*** Opening THE RECORDS ***

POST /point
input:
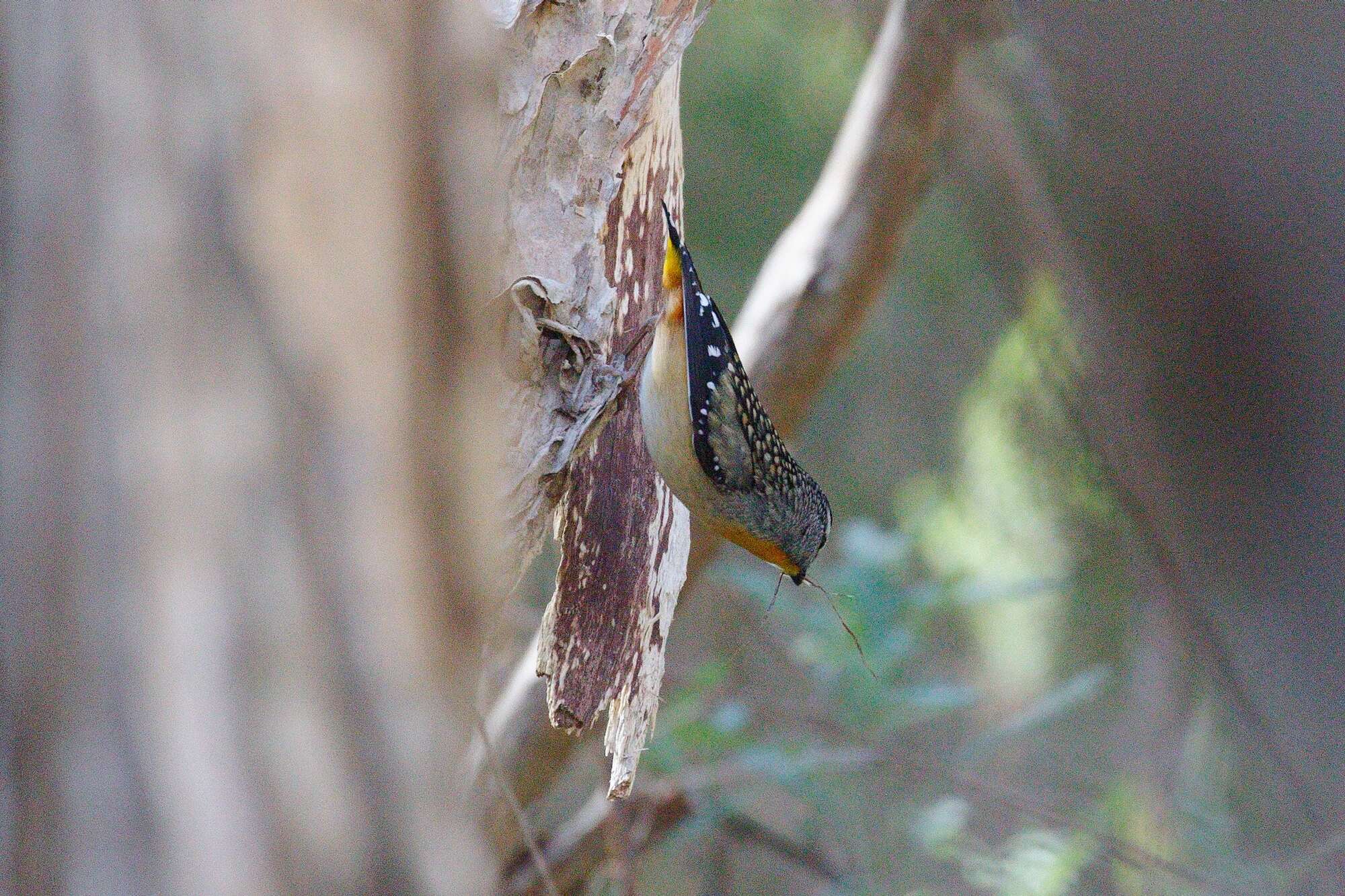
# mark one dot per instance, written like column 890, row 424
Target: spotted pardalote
column 709, row 438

*** Closing THE RECORDS ***

Every line from the one containing "# mark one dot" through the last line above should be retyped exactly; no other lines are wanted.

_OUTPUT BELOW_
# mark one dot per instance, written like column 890, row 424
Target: spotted pardalote
column 709, row 438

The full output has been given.